- [Exercise description]: Look below for the line that has "Target: green roll bar frame". Set down the lines from there through the line that has "Target: digging chain", exactly as written.

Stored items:
★ ★ ★ ★ ★ ★ ★
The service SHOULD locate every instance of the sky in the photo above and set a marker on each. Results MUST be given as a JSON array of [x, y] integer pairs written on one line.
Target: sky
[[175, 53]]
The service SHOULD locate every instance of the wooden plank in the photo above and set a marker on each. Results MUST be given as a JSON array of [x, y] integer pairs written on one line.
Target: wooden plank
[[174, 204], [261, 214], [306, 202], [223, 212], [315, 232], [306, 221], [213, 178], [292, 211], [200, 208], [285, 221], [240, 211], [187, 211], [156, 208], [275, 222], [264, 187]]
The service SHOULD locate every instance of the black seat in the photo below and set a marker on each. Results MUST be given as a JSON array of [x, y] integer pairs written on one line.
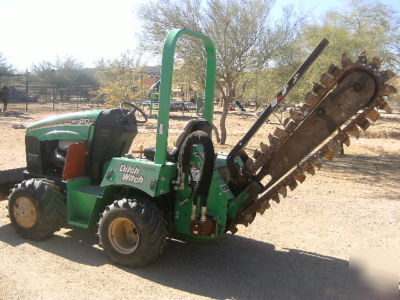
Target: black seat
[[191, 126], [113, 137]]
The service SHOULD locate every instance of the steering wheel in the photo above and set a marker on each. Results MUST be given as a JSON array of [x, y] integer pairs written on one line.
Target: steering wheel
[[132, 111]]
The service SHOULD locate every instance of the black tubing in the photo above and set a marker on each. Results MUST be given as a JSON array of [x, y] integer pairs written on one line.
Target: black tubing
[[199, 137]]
★ ★ ★ ★ ★ ★ ★
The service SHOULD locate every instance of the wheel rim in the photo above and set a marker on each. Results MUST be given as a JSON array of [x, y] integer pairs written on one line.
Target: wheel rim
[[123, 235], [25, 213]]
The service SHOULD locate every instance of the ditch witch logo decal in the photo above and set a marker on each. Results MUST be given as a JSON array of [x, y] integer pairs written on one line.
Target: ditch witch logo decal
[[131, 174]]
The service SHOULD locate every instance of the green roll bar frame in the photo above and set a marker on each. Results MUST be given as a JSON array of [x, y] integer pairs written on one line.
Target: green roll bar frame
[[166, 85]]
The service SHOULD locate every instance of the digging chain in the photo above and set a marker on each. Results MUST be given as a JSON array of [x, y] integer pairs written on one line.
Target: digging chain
★ ★ ★ ★ ★ ★ ★
- [Exercise solution]:
Target: green roll bar frame
[[166, 85]]
The service SHOULD locate every instance of the digging chain in the photo above and set a marker on each. Results MUST be given as a JSON array of [x, y] integer pairs written on one line.
Target: digging chain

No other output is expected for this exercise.